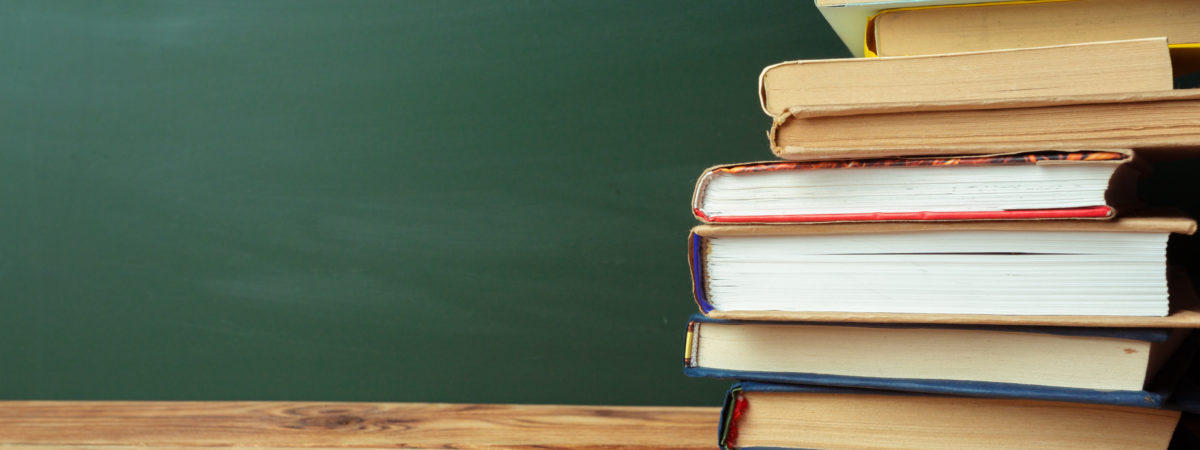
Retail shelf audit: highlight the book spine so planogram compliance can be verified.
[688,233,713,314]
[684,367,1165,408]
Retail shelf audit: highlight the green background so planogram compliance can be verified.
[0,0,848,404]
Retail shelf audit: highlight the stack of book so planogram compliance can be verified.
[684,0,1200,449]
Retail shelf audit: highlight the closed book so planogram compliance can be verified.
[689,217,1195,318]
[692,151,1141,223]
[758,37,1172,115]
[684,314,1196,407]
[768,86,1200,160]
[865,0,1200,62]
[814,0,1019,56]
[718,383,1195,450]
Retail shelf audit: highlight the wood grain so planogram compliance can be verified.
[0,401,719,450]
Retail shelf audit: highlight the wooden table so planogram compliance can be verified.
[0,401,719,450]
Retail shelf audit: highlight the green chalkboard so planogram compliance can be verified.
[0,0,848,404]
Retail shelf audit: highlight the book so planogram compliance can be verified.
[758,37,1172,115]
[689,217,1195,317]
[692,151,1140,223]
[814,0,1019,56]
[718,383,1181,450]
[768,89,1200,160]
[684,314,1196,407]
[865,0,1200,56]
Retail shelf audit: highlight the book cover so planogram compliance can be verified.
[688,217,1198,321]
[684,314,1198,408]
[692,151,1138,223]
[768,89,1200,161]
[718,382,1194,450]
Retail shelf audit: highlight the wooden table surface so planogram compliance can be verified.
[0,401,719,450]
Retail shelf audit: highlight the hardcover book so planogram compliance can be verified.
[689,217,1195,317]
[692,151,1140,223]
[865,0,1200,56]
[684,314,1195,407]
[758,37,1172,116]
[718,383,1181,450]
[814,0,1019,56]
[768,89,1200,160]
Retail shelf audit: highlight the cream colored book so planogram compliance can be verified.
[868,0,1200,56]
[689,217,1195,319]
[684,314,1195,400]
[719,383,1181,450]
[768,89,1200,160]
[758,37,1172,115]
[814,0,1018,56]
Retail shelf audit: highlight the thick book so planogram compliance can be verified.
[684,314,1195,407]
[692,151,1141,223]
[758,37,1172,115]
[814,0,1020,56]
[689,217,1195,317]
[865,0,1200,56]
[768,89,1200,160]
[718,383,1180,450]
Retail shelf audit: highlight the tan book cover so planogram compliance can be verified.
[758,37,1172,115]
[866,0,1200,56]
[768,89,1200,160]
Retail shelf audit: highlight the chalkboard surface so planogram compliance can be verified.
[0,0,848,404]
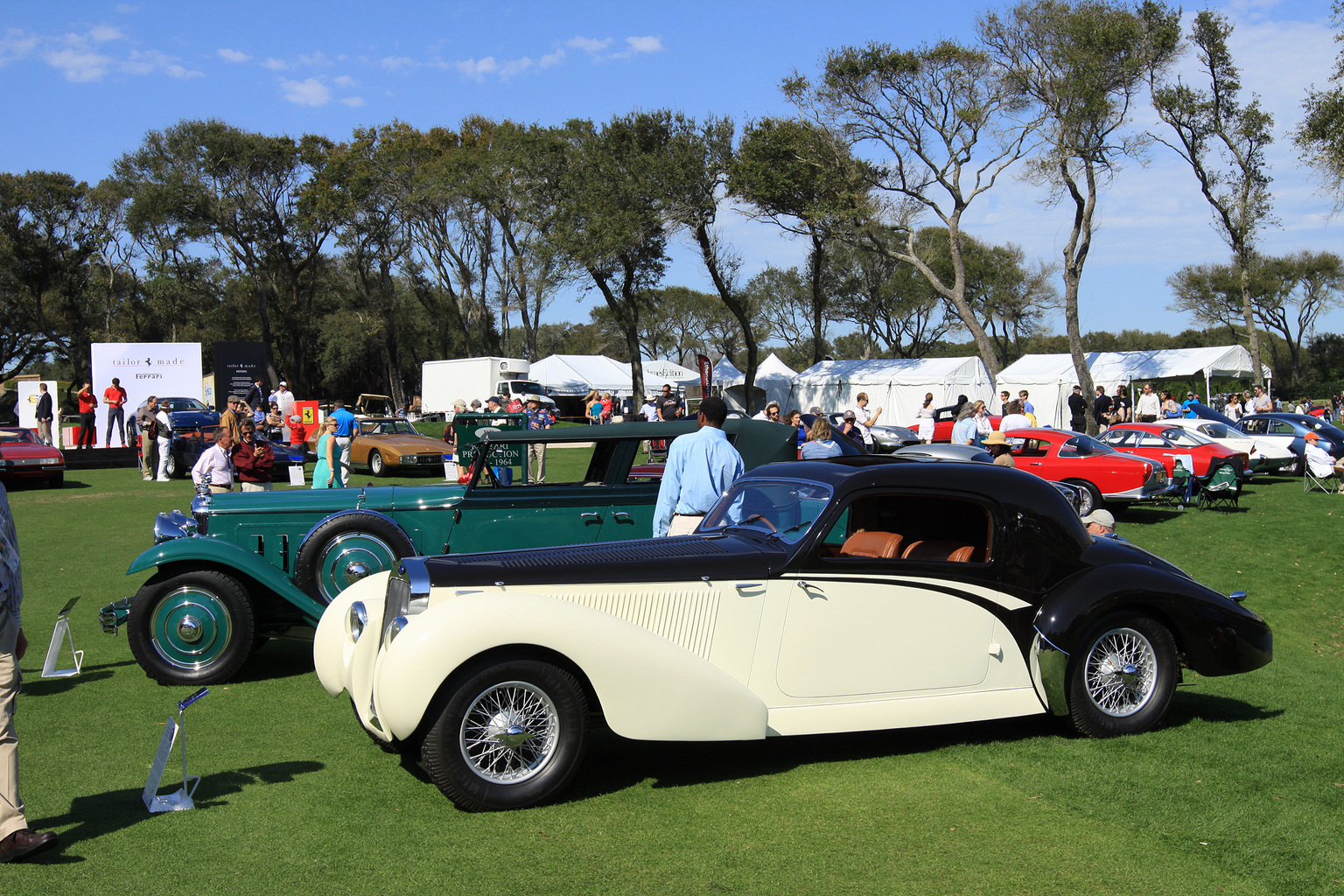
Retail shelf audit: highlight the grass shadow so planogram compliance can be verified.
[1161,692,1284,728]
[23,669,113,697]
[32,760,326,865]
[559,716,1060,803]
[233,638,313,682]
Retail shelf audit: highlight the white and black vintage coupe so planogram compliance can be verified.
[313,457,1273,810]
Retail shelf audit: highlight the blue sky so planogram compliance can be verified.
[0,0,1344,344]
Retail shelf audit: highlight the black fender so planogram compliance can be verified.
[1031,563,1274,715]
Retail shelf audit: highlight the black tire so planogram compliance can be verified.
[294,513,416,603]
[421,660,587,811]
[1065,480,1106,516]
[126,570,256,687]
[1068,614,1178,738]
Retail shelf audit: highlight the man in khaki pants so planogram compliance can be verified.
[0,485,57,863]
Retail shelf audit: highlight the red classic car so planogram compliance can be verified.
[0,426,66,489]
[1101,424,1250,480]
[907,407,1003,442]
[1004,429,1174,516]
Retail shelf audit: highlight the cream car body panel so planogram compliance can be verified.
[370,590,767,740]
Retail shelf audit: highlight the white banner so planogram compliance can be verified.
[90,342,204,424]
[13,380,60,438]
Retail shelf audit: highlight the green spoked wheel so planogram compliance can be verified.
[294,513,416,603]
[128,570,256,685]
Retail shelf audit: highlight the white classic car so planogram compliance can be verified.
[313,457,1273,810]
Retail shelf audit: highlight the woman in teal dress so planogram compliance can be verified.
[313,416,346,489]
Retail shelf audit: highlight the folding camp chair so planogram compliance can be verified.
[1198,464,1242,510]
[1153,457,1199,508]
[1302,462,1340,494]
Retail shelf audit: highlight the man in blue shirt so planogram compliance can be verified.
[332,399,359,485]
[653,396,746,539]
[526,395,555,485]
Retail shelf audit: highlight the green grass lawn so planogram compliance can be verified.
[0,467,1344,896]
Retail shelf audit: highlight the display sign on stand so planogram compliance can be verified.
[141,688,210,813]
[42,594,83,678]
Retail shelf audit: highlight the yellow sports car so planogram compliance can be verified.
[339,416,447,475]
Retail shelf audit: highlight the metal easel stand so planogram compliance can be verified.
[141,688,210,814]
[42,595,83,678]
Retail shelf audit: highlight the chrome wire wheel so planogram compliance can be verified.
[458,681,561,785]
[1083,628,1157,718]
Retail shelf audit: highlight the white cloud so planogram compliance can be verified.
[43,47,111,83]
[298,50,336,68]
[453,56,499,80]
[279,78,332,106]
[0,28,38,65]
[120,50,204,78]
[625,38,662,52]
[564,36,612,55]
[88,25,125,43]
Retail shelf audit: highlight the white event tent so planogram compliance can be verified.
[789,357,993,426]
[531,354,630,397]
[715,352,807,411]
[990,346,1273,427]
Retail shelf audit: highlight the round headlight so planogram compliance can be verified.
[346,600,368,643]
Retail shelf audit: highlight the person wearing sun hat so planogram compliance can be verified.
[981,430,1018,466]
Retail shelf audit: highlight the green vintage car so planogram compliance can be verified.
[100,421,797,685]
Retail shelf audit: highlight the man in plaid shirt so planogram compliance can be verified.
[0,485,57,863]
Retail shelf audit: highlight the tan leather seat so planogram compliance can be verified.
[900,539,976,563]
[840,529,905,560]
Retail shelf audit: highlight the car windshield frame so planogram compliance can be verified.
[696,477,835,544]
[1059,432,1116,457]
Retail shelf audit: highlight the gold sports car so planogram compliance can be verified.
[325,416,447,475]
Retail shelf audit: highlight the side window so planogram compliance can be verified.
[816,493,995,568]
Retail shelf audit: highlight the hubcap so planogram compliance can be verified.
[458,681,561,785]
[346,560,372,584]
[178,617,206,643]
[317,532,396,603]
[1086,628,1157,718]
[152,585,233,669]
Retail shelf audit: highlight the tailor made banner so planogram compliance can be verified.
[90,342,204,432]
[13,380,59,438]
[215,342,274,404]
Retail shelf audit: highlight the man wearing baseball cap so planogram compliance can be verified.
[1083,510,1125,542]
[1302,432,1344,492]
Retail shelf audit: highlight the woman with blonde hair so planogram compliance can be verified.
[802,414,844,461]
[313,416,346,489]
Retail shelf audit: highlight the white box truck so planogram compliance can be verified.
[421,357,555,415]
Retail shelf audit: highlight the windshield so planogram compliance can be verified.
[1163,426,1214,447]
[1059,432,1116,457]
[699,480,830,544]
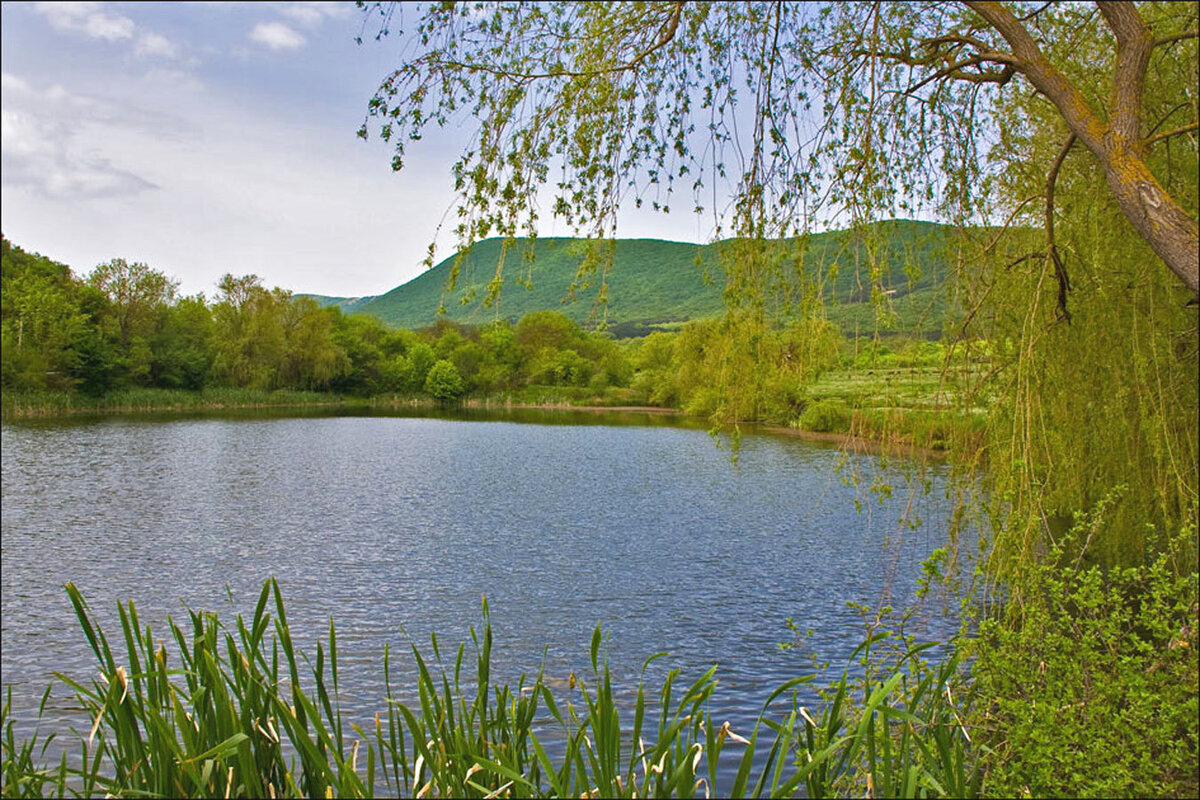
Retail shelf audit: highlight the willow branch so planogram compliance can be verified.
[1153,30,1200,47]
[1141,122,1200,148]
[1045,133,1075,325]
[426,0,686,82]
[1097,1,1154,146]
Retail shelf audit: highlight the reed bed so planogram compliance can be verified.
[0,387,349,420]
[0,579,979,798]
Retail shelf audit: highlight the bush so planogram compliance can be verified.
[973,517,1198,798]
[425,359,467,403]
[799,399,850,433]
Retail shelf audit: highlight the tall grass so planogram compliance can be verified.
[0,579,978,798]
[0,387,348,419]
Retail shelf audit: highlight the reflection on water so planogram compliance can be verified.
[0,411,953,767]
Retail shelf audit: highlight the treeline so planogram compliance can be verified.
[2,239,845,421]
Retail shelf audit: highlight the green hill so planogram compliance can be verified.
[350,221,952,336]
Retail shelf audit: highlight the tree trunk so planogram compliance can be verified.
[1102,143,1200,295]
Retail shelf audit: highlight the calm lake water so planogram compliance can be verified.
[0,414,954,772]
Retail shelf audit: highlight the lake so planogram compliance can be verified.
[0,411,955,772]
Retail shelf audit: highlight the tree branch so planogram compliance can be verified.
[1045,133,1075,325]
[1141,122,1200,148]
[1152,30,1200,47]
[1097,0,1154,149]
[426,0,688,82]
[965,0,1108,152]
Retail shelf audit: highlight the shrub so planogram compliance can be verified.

* **GIVEN INSTRUCTION**
Retype every row above, character for character, from the line containing "Retail shelf audit: highlight the white banner" through the line containing "[1302,462,1340,494]", inclusive.

* **FINISHED ANSWER**
Retail shelf audit: highlight the white banner so planogram compliance can be verified.
[90,342,204,424]
[13,380,60,438]
Retail shelf audit: highlight the green spoked wheel so planogram compliance can be verified.
[294,513,416,603]
[128,570,256,685]
Retail shelf audit: highlight the white classic car so planogram compliance can be verified.
[313,457,1273,810]
Retail shelf audit: highlight the woman in teal dress so planogram compliance can be verified.
[313,416,346,489]
Retail shelf audit: highlight the folding camp chair so planogram compliance can be verified.
[1198,464,1242,510]
[1153,457,1199,508]
[1302,462,1340,494]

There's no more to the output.